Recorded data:
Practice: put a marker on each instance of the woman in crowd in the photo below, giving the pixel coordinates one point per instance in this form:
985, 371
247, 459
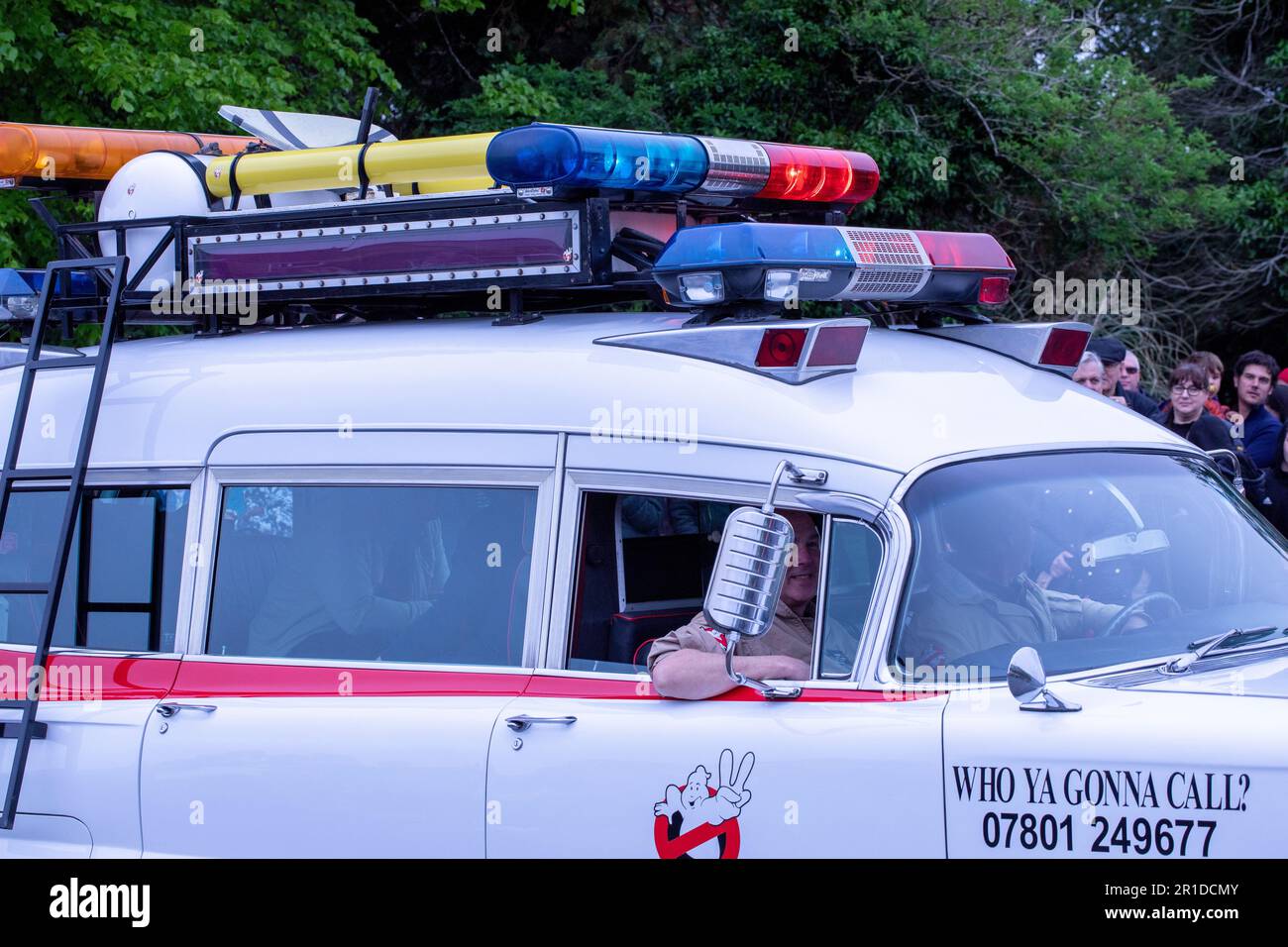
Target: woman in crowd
1185, 411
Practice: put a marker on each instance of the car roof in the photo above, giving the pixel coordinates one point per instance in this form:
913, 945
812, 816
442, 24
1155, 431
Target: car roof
913, 398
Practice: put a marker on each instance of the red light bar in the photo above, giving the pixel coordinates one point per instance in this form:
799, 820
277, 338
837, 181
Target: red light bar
790, 351
949, 250
803, 172
781, 348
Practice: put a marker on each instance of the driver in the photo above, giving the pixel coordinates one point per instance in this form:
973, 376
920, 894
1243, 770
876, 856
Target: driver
982, 596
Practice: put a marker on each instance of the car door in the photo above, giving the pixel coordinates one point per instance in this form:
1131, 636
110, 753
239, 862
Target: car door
114, 656
323, 711
591, 762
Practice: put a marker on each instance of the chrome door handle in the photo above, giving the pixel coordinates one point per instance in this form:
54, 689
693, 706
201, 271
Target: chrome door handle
523, 722
168, 710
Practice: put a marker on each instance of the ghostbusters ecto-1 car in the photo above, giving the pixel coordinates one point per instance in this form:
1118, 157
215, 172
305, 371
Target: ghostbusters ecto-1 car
348, 573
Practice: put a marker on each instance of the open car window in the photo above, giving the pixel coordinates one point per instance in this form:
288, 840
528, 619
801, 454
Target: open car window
644, 565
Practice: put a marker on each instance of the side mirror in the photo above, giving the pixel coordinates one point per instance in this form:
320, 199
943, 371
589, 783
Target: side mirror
1236, 476
748, 575
1026, 681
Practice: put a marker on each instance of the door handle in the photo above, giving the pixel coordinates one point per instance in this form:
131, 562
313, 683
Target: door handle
168, 710
523, 722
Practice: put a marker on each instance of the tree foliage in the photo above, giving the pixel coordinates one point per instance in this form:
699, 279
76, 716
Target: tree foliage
170, 64
1093, 140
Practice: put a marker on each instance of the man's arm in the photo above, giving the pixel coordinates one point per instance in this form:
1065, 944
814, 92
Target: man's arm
692, 674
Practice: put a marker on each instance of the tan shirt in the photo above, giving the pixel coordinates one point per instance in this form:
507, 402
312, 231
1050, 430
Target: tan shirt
790, 634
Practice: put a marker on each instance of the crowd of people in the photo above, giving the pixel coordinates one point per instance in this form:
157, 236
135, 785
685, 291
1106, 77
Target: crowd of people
1252, 427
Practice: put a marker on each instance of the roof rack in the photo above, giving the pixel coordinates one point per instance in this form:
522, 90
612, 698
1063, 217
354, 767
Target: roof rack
541, 218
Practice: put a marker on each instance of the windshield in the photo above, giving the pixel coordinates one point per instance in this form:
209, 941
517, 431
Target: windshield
1048, 551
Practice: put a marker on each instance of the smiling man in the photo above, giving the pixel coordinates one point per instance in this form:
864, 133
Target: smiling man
690, 663
1253, 380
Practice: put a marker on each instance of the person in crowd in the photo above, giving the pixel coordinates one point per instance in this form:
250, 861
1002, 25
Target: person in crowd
1276, 486
1112, 354
690, 663
1253, 380
1184, 412
1215, 369
1129, 377
983, 595
1090, 372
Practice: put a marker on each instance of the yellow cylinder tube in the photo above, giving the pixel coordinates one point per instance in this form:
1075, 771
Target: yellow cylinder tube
438, 165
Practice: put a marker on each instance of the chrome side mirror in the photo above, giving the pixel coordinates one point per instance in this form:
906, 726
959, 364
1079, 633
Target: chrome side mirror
1026, 681
748, 575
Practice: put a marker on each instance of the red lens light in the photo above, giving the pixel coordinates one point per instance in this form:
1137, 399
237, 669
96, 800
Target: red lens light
825, 175
993, 290
1064, 347
964, 250
837, 346
781, 348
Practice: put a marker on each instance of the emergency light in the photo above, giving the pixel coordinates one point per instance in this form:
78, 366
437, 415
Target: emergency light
570, 157
724, 263
791, 351
56, 153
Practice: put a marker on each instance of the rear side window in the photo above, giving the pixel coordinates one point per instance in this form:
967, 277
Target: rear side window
374, 574
121, 590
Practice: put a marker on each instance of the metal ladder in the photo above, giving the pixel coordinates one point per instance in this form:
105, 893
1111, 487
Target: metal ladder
27, 728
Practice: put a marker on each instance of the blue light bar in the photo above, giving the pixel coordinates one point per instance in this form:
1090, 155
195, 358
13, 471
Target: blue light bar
567, 157
785, 263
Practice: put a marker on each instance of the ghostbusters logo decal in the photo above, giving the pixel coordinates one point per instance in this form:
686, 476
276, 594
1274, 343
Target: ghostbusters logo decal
698, 819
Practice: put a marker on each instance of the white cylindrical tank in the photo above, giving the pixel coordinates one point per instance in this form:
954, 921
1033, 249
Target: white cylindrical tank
155, 184
165, 184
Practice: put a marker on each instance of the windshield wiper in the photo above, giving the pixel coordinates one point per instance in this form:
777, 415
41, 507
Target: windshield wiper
1234, 639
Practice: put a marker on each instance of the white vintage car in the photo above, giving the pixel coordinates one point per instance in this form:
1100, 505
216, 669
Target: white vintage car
387, 586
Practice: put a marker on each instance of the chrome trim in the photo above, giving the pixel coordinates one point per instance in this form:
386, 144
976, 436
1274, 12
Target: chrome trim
1026, 450
168, 709
824, 558
524, 722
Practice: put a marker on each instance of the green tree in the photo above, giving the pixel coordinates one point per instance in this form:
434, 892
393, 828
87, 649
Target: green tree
170, 64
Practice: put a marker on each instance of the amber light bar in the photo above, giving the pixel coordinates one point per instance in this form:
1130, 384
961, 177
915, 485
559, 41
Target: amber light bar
54, 153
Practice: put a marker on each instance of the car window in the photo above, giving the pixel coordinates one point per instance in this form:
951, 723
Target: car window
121, 590
851, 573
374, 574
643, 567
1048, 551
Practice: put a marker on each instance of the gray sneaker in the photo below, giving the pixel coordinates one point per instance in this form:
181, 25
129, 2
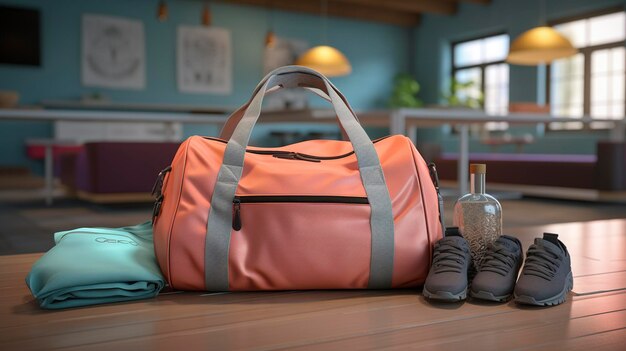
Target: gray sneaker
547, 274
447, 278
498, 270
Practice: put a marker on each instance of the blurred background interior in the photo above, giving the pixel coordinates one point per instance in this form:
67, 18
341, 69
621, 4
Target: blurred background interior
96, 96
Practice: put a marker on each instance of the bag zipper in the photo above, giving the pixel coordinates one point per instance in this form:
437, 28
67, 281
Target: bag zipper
290, 155
435, 178
157, 192
238, 200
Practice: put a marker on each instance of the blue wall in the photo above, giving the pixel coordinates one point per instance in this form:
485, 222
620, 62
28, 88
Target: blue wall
377, 52
432, 66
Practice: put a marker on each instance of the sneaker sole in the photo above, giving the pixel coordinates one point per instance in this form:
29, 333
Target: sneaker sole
445, 295
486, 295
551, 301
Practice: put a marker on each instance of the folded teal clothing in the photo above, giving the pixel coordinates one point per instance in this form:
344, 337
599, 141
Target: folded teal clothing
89, 266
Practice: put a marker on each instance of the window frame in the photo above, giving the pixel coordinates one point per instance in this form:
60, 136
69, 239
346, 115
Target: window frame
482, 66
587, 52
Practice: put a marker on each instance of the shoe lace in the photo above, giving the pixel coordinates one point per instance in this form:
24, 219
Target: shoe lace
541, 263
499, 260
448, 257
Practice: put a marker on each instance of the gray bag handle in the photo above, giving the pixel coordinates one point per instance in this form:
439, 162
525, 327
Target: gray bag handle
220, 216
284, 81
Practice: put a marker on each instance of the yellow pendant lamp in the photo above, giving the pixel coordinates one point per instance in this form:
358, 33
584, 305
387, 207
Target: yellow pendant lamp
540, 45
327, 60
323, 58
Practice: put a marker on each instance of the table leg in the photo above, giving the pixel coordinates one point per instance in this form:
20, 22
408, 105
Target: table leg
463, 161
48, 174
397, 123
618, 133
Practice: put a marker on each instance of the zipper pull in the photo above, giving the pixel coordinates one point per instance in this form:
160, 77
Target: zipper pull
435, 178
298, 156
158, 184
286, 156
236, 214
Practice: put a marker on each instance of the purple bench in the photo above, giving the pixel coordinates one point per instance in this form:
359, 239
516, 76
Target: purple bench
604, 171
116, 171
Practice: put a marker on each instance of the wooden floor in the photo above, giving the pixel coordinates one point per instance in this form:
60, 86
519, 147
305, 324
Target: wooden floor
593, 318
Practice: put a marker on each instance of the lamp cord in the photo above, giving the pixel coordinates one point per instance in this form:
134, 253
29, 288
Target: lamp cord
324, 4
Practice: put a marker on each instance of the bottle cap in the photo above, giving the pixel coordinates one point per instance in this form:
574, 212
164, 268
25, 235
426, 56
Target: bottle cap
479, 168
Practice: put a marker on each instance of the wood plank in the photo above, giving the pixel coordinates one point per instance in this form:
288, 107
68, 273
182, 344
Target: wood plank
368, 326
340, 9
597, 283
611, 340
352, 320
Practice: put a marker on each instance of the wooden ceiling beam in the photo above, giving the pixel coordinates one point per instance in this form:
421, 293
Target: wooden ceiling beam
480, 2
339, 9
414, 6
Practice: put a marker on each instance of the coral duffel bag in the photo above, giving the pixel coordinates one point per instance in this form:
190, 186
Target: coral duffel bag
319, 214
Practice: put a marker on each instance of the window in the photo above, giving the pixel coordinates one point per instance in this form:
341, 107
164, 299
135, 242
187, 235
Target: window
481, 61
592, 81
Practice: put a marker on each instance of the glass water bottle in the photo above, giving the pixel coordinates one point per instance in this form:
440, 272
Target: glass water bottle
478, 215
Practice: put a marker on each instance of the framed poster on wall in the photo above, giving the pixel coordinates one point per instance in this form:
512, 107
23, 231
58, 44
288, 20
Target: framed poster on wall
113, 52
204, 60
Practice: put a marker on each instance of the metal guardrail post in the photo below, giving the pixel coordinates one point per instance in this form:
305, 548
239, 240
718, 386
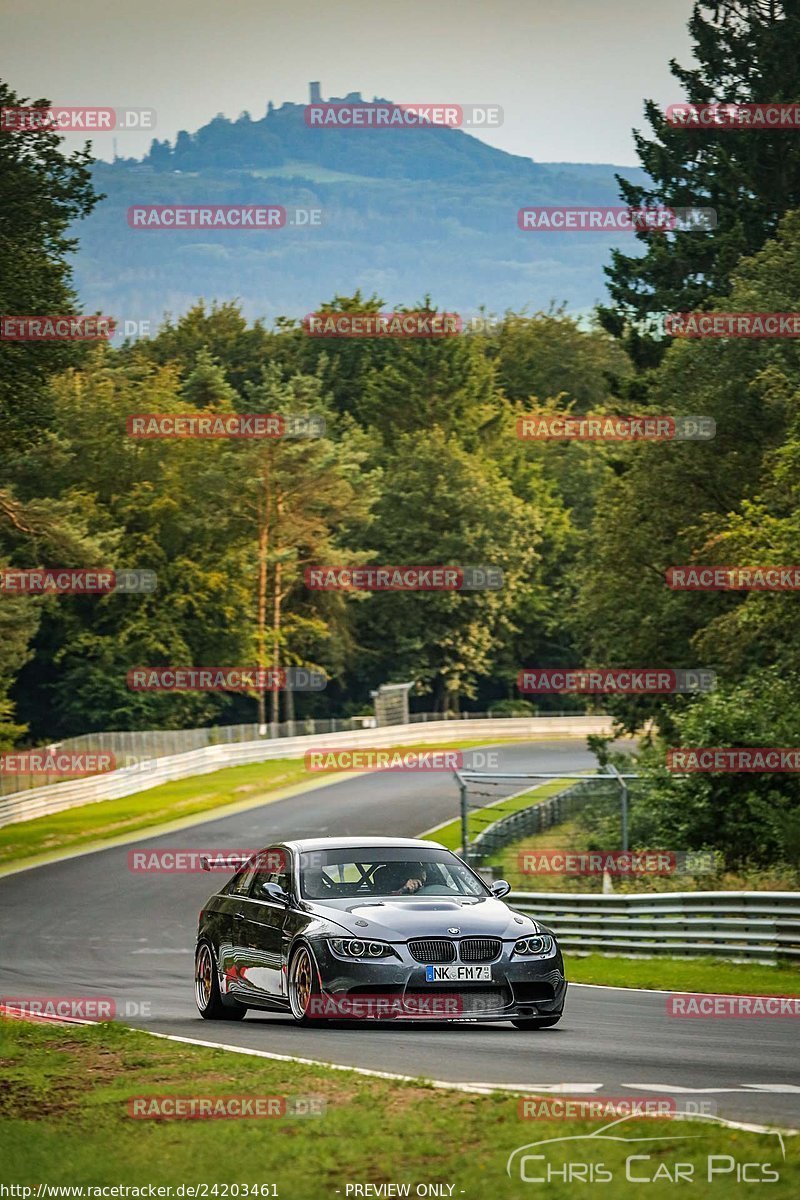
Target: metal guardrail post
623, 802
464, 820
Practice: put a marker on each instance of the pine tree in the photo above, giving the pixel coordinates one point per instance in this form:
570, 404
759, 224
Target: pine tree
746, 52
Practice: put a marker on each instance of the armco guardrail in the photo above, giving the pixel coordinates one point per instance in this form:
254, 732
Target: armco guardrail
757, 925
133, 745
149, 773
542, 815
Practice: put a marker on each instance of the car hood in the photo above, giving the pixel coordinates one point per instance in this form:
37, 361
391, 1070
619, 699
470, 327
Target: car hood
425, 917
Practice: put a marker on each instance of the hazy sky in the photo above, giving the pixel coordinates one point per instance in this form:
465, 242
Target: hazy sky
570, 76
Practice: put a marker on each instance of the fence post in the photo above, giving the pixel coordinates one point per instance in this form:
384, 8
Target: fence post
464, 820
623, 803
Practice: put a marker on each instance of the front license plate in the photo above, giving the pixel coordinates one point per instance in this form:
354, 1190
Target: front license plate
458, 975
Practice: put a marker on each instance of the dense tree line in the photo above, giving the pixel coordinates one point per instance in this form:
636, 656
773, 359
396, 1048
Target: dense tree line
420, 462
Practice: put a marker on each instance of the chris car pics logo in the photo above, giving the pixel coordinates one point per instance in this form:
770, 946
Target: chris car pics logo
639, 1153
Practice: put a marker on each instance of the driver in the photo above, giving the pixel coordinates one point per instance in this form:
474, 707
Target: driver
402, 879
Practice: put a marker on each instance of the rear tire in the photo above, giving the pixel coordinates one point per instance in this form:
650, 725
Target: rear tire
536, 1023
206, 989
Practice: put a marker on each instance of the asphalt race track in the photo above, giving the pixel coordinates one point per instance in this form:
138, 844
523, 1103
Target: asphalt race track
89, 927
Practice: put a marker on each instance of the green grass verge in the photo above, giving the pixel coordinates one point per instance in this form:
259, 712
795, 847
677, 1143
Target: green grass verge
479, 819
65, 1095
106, 820
685, 975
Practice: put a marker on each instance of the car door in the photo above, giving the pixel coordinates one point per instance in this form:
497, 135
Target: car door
227, 921
260, 931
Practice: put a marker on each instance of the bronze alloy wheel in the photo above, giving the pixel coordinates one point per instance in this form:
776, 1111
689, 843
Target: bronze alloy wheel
203, 977
301, 982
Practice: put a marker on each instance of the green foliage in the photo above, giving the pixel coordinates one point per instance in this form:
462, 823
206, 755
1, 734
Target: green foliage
751, 819
746, 51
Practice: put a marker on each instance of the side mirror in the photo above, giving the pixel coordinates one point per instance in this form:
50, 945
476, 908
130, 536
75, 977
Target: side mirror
275, 892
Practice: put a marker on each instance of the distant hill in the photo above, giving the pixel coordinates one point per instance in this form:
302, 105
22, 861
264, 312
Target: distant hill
404, 213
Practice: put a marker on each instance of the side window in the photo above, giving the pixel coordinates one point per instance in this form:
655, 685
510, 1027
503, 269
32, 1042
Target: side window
241, 885
274, 867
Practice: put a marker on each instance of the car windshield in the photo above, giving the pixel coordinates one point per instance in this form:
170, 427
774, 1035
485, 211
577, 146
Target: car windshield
385, 871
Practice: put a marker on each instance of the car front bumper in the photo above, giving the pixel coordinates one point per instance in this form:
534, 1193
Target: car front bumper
391, 989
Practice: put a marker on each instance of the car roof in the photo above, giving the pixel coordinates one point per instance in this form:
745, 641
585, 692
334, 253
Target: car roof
306, 844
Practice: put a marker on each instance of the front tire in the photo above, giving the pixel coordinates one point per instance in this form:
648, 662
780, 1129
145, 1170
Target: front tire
206, 989
305, 990
536, 1023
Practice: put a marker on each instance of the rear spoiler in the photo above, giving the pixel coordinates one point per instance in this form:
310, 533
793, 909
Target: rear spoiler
223, 862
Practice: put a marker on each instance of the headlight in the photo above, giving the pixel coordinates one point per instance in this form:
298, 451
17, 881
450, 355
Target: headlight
356, 948
537, 945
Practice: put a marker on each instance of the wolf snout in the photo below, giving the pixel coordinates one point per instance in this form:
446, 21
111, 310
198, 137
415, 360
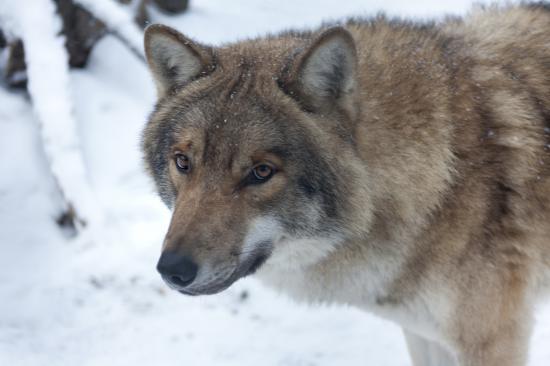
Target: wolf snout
176, 269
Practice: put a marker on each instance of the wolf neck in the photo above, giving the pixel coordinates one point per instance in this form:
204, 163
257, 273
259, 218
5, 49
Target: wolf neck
404, 137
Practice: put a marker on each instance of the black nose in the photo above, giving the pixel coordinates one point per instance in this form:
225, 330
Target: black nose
177, 269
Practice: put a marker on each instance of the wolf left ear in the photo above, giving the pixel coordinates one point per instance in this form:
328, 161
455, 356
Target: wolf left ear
325, 73
174, 60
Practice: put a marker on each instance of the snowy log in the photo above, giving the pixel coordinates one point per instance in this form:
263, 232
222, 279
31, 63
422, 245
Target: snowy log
38, 25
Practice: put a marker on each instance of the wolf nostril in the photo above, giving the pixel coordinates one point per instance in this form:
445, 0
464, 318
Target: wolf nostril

### [Your instructions]
The answer must consist of every line from the data that holds the string "nostril".

### [Response]
Practice: put a marker on each instance of the wolf nostril in the photo above, giving the pixel coordinates one point per instance in this form:
Target: wolf nostril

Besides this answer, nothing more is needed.